- **Provided data**
###

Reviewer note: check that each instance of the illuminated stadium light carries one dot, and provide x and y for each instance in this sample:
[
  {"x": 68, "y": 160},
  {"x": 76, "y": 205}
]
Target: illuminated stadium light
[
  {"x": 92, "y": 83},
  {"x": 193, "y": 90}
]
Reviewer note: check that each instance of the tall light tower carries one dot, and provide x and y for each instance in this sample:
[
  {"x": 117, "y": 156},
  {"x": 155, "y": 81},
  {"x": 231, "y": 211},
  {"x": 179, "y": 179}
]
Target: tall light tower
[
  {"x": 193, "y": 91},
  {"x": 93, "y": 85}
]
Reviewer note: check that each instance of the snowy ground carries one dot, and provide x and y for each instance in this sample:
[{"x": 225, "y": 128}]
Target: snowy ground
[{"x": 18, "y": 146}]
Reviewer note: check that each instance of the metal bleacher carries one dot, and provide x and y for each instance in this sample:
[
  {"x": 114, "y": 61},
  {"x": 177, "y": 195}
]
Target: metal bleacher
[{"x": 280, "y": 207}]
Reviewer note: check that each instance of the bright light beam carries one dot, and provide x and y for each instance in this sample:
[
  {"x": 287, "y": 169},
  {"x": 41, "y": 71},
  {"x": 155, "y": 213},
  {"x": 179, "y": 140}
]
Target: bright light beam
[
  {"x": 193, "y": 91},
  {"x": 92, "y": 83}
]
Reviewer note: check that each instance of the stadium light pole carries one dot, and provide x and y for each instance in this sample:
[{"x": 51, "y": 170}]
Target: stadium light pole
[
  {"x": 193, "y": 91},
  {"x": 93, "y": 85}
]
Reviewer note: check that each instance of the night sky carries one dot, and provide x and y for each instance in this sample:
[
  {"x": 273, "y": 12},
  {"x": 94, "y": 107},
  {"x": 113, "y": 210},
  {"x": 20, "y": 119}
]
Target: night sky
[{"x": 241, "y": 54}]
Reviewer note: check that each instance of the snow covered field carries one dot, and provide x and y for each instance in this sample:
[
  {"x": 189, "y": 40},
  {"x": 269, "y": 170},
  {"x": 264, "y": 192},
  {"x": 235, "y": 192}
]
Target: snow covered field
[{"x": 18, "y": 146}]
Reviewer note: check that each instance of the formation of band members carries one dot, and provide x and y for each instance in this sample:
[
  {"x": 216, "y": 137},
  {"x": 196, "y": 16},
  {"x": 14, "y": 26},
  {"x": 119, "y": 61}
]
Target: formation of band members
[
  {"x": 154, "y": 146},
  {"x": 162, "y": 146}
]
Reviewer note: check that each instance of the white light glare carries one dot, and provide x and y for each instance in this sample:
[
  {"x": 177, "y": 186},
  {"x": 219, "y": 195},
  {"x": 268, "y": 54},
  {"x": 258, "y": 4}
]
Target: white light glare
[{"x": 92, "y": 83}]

###

Retype the data shown above so that each line matches the original.

Reviewer note: check that each instance of the illuminated stadium light carries one dot, and provide x and y for each instance in this sample:
[
  {"x": 68, "y": 160},
  {"x": 76, "y": 205}
]
Target: illuminated stadium light
[
  {"x": 92, "y": 83},
  {"x": 193, "y": 90}
]
Reviewer note: check that each instance of the tall light tower carries one dot, and provide x and y for each instance in this sample:
[
  {"x": 117, "y": 156},
  {"x": 155, "y": 81},
  {"x": 231, "y": 211},
  {"x": 179, "y": 179}
]
Target: tall light tower
[
  {"x": 193, "y": 91},
  {"x": 93, "y": 85}
]
Reviewer note: check that each instance of the snowy ground carries one dot, and provide x and y for each instance in this sample:
[{"x": 225, "y": 128}]
Target: snowy ground
[{"x": 18, "y": 146}]
Reviewer note: check that each instance of the metal bleacher carries one dot, and provide x and y for each instance in this sample:
[
  {"x": 114, "y": 61},
  {"x": 177, "y": 195}
]
Target: metal bleacher
[{"x": 280, "y": 207}]
Reviewer note: check that each instance of the bright light beam carries one dot, and provide x and y for each instance in this sample:
[
  {"x": 287, "y": 169},
  {"x": 41, "y": 71},
  {"x": 155, "y": 213},
  {"x": 179, "y": 140}
]
Target: bright light beam
[
  {"x": 193, "y": 91},
  {"x": 92, "y": 83}
]
Reviewer note: check that each instance of the stadium light pole carries one dot, and provide x and y for each instance in this sample:
[{"x": 51, "y": 170}]
Target: stadium light pole
[
  {"x": 193, "y": 91},
  {"x": 93, "y": 85}
]
Reviewer note: check that each instance of the night sky carries one dot, and provide x and y for each instance in this sample:
[
  {"x": 273, "y": 12},
  {"x": 94, "y": 107},
  {"x": 113, "y": 210},
  {"x": 20, "y": 119}
]
Target: night sky
[{"x": 241, "y": 54}]
Reviewer note: check that each instance of the snow covered field carries one dot, and provide x and y for each instance in this sample:
[
  {"x": 189, "y": 40},
  {"x": 269, "y": 170},
  {"x": 264, "y": 192},
  {"x": 235, "y": 192}
]
Target: snow covered field
[{"x": 18, "y": 146}]
Reviewer note: check that each instance of the formation of band members carries one dot, and provide x and y for each instance in this sample:
[
  {"x": 216, "y": 137},
  {"x": 196, "y": 16},
  {"x": 14, "y": 26},
  {"x": 119, "y": 61}
]
Target: formation of band members
[
  {"x": 154, "y": 146},
  {"x": 162, "y": 146}
]
Reviewer note: check that each instance of the white light glare carries one dot, and provide x and y for each instance in this sample:
[
  {"x": 177, "y": 186},
  {"x": 219, "y": 195},
  {"x": 268, "y": 54},
  {"x": 258, "y": 4}
]
Target: white light glare
[{"x": 92, "y": 83}]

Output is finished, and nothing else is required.